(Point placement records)

* * *

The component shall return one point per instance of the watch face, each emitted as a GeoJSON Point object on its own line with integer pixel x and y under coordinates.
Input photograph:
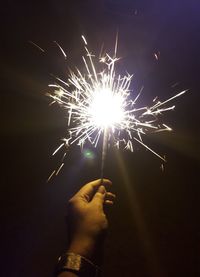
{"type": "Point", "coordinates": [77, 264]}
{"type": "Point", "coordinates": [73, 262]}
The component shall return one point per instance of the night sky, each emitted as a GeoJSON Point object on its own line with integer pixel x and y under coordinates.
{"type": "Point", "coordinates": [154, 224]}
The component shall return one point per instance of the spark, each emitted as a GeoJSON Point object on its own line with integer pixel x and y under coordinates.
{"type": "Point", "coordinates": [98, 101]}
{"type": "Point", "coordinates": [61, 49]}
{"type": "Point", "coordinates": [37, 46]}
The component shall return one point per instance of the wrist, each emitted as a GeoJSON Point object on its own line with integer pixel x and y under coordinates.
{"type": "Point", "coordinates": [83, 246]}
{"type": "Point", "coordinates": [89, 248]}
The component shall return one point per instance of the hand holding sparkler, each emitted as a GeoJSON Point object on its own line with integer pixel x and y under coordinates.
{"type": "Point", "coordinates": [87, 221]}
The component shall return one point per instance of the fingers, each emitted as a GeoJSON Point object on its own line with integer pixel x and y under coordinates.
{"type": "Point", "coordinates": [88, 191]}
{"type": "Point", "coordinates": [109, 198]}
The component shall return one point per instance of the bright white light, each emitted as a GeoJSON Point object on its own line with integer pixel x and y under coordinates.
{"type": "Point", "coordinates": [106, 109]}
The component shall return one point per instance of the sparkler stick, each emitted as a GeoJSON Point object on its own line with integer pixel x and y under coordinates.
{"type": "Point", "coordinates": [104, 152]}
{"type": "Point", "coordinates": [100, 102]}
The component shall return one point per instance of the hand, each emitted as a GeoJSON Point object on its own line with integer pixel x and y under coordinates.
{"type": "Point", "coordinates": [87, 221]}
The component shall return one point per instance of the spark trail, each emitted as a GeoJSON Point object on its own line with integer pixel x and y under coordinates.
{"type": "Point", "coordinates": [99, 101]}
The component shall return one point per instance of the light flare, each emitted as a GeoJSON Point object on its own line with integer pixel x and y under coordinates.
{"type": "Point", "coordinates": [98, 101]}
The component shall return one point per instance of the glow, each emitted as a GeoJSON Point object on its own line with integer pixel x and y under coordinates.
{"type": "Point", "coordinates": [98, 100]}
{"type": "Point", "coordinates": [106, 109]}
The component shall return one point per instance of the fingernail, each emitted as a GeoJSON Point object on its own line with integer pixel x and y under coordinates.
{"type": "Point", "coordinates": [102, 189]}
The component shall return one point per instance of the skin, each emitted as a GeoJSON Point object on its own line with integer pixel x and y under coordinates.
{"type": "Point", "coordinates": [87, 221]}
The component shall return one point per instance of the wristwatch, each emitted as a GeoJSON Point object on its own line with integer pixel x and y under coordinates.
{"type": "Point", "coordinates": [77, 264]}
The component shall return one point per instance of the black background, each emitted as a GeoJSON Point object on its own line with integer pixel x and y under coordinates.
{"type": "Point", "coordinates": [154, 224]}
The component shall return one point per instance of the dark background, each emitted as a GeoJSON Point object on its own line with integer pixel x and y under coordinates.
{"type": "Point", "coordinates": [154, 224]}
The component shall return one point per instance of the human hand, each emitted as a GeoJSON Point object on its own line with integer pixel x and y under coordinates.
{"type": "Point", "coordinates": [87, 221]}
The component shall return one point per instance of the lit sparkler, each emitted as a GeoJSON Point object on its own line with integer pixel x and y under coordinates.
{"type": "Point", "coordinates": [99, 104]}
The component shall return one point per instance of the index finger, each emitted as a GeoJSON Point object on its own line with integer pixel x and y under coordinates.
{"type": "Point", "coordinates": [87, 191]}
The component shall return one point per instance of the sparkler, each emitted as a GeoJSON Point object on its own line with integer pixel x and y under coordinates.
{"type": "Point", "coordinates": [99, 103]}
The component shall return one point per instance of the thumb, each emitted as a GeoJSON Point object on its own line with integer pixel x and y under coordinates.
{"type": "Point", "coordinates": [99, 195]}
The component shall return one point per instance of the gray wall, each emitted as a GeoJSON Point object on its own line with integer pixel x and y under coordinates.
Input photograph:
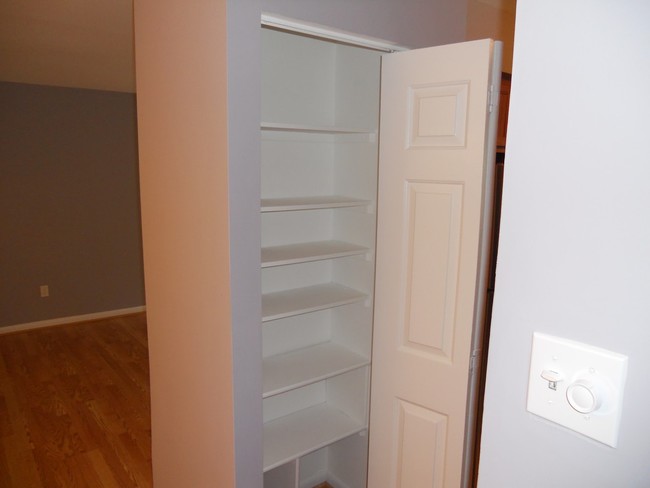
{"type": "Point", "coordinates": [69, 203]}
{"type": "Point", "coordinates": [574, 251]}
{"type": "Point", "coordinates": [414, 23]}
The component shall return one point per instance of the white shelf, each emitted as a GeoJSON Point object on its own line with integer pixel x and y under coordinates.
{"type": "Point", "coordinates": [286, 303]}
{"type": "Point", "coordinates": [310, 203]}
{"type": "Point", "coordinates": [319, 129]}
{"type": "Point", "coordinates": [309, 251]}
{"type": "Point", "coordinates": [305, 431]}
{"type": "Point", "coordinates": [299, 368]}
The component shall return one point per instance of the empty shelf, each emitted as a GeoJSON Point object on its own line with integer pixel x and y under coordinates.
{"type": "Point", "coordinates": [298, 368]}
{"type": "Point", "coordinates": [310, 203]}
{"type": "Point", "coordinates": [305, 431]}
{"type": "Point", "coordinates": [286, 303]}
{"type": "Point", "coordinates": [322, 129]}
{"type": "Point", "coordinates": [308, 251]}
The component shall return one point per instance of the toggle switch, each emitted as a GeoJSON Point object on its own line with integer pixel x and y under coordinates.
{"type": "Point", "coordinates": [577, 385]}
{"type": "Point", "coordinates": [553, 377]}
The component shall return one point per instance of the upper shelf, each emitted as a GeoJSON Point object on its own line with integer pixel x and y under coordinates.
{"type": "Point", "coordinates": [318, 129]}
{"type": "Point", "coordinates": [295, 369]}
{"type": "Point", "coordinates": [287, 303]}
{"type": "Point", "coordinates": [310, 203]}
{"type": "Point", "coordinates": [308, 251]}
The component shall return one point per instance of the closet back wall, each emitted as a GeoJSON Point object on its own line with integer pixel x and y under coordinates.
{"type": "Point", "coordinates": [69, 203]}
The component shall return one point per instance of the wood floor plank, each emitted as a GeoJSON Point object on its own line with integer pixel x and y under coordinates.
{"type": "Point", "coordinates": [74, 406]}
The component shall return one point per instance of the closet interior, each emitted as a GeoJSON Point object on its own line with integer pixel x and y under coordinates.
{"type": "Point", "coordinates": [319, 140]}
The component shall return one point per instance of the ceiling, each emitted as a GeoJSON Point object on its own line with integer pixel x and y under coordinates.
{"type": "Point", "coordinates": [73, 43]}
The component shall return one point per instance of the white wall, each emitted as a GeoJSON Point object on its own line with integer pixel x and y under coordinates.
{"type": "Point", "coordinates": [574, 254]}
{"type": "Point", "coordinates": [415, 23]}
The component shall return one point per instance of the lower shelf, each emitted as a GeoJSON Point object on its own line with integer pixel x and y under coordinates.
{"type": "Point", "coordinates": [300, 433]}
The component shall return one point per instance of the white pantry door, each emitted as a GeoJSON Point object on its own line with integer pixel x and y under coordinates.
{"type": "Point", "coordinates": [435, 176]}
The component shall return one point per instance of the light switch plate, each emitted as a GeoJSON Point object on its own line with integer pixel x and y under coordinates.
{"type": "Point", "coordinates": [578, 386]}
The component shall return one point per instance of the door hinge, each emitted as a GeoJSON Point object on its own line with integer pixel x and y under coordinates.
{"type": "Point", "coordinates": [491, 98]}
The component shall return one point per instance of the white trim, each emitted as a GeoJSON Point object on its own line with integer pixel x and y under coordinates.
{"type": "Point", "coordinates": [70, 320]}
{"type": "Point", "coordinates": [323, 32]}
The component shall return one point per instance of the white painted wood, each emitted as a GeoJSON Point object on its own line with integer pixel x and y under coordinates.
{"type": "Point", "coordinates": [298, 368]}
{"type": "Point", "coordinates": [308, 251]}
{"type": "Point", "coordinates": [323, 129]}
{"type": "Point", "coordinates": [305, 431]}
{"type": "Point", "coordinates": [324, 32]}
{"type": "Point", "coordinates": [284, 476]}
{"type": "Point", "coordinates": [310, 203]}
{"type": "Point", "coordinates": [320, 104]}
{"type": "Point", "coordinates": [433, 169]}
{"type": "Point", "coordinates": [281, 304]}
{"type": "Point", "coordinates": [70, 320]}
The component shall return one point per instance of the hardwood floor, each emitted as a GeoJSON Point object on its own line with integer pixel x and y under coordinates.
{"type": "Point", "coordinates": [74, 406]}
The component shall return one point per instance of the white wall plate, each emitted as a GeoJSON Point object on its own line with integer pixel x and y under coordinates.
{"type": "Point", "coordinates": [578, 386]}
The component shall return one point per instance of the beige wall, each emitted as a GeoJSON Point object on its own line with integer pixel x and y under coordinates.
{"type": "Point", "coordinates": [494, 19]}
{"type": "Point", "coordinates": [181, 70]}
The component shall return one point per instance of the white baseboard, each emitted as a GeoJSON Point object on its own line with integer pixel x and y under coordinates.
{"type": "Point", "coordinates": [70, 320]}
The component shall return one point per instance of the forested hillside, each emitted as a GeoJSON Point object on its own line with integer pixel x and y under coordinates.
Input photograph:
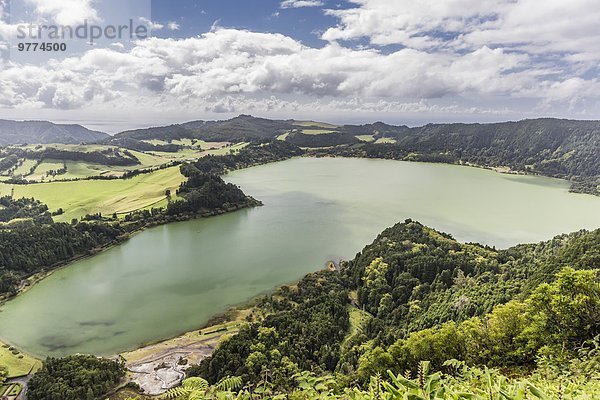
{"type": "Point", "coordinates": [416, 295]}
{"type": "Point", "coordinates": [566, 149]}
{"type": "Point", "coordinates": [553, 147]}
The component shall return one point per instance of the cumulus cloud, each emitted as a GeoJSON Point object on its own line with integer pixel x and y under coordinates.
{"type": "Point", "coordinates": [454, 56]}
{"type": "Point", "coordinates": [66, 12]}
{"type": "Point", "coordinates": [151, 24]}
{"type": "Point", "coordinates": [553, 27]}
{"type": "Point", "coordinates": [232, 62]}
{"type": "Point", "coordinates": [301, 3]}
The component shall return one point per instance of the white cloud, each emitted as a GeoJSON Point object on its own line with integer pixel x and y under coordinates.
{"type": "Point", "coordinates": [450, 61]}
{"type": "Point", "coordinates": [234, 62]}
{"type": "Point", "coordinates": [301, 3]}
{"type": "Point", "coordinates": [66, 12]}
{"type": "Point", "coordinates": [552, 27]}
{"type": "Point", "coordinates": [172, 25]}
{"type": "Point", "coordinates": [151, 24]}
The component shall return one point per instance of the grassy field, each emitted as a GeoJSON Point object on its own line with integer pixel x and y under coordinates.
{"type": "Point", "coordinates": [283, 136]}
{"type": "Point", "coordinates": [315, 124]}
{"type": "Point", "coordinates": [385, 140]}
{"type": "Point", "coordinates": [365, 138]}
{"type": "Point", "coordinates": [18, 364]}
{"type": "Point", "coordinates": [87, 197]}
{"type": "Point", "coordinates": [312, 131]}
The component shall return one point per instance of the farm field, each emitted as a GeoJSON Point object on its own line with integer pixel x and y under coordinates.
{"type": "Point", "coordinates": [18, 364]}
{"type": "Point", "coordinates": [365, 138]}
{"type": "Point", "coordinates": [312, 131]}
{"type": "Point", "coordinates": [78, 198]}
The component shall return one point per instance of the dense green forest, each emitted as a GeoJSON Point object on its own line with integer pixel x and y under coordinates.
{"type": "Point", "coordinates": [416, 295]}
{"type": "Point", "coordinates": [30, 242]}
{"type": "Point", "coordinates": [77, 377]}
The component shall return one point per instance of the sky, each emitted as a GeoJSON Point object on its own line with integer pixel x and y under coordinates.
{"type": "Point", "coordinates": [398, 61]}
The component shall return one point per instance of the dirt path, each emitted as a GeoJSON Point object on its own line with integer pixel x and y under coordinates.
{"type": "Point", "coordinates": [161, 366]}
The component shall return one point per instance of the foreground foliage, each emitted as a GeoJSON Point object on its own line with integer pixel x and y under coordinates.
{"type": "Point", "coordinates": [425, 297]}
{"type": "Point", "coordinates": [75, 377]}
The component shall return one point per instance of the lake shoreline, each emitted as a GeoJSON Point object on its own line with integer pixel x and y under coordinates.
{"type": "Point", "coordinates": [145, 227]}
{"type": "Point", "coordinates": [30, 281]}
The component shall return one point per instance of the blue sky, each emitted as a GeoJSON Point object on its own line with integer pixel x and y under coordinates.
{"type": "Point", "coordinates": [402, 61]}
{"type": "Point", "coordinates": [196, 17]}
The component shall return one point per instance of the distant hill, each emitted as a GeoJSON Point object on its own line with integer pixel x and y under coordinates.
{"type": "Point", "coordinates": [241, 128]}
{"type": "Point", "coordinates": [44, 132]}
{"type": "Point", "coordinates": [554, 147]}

* * *

Reproduce precisely the span of lines that begins at the line containing "The component shall return one point per instance of the blue" and ends with the last line of the listing.

#### Response:
The component shall return one point per instance of the blue sky, each emitted as a GeoJSON Point object on its own line with integer pixel x and y under coordinates.
{"type": "Point", "coordinates": [402, 61]}
{"type": "Point", "coordinates": [196, 17]}
The component shall return one point per instance of the distant hill, each emitted as a GeoJSON Point object on its own line with integer pixel x and y under coordinates.
{"type": "Point", "coordinates": [241, 128]}
{"type": "Point", "coordinates": [44, 132]}
{"type": "Point", "coordinates": [554, 147]}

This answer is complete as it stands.